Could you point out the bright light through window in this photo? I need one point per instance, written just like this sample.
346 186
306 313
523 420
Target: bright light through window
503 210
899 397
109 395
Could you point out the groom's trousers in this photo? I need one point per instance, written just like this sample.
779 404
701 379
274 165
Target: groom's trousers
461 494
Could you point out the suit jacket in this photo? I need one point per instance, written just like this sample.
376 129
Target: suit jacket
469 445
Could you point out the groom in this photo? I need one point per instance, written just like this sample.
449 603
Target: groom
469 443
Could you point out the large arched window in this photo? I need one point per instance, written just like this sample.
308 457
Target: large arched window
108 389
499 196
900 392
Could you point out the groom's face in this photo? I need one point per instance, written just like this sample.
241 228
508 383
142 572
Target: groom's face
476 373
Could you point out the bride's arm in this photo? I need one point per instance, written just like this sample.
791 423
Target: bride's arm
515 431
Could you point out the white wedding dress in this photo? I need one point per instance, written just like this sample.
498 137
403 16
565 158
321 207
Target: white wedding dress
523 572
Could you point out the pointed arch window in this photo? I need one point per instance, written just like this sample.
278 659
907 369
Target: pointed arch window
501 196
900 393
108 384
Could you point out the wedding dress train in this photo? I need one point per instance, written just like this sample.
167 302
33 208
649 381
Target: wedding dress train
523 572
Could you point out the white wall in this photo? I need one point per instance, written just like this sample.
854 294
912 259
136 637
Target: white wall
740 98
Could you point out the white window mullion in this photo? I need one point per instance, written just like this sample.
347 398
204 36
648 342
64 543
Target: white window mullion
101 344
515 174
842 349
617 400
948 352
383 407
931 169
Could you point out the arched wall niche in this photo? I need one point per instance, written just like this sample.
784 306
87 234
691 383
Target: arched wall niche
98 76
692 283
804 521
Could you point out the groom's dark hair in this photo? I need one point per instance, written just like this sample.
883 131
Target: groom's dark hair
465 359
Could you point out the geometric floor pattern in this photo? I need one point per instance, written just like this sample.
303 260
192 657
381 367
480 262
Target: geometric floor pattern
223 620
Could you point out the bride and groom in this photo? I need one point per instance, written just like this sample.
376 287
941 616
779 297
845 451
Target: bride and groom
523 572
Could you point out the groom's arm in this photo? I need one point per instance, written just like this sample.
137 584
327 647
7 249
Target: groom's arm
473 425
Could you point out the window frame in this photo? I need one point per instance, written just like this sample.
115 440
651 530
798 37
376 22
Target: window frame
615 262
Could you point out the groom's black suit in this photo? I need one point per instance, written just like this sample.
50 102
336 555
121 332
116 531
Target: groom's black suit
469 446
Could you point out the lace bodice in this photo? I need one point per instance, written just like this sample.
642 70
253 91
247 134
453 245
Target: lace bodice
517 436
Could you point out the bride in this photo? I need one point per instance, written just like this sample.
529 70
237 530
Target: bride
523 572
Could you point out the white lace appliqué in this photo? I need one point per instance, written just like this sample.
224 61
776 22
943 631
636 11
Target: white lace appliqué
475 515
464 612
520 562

——

◆ **Work instruction**
The records above are to be copied in full, exactly as written.

◆ **Solution**
Could you point out the bright light through window in this photo? I need one point per instance, written just like this sample.
346 186
306 313
523 420
Target: bright light through window
503 210
899 397
109 395
Could you point out the groom's trousers in this photo? I need one point per instance, written just like this sample.
779 404
701 379
274 165
Target: groom's trousers
461 494
Could you point out the suit jacket in this photo? I need one point per instance, written just like this sample.
376 129
Target: suit jacket
469 445
Could you point out the groom in this photo? I need one point per instance, written just like this sample.
449 603
Target: groom
469 443
Could you point out the large arched window in this photo? I need one point per instance, written just like this sample.
308 457
Target: large arched window
108 389
499 196
900 392
Could you point out the groom's face in this photo? I need one point per instance, written just like this sample.
241 228
508 383
142 572
Target: groom's face
476 373
Could you point out the bride's arm in this photo? I need one point per instance, written just like this sample.
791 423
Target: bride's arm
515 431
Could you point out the white wedding dress in this photo? I need one point per instance, written just like this sample.
498 137
403 16
565 158
321 207
Target: white wedding dress
523 572
Could you point out the pointed arch window in this photo? I need one point per instance, written just like this sample.
278 659
907 369
Target: pointed arch window
501 196
900 393
108 384
Could you point out the wedding dress train in this photo? I need one point per instance, written just like this sample.
167 302
33 208
649 381
Target: wedding dress train
523 572
Could you point out the white wall in this photo? I need one point per instance, written just like this sample.
854 294
912 259
136 637
Target: white wall
740 98
Could you point out the white window mullion in this photo? I need one point per instance, written just like this sample.
347 398
204 36
648 342
64 543
Target: white window mullion
101 344
515 174
842 349
617 400
948 352
383 407
931 169
Could you point out the arched wall niche in this photo? I need one point per instance, written just like this sample.
784 306
87 234
691 383
Target: arched wall niche
98 76
692 283
804 521
Could you point out the groom's dark hair in this photo? I need one point per instance, written just like this sample.
883 131
Target: groom's dark hair
465 359
Could you point out the geometric floor pattern in this photo? I need one point per instance, written just like this sample.
303 260
192 657
381 367
480 262
Target: geometric floor pattern
223 620
Could you point out the bride and groom in this photo? I need one point per instance, written just like this sample.
376 287
941 616
779 297
845 451
Target: bride and groom
523 572
Could you point out the groom's arm in this photo? I need one point per instance, written just like this sample.
137 584
327 647
7 249
Target: groom's arm
473 425
Could you point out the window frame in this photo? I need one point per instance, written just like this sample.
115 440
651 530
798 37
376 22
Target: window frame
615 262
Could you point out the groom's black suit in this photo? I need one point per instance, written just like this sample.
50 102
336 555
121 332
116 531
Target: groom's black suit
469 446
Could you point out the lace bodice in this photo? I need one point per instance, written just like this sample.
642 70
253 91
247 134
453 245
Target: lace bodice
517 436
Could you point out the bride in this photo? I need one point per instance, written just like this sample.
529 70
237 530
Target: bride
523 572
Could you point out the white lace appliqué in this photo? I need one point per instance, written just like this sample.
224 61
776 22
943 631
636 11
Target: white lace appliqué
475 515
464 612
520 562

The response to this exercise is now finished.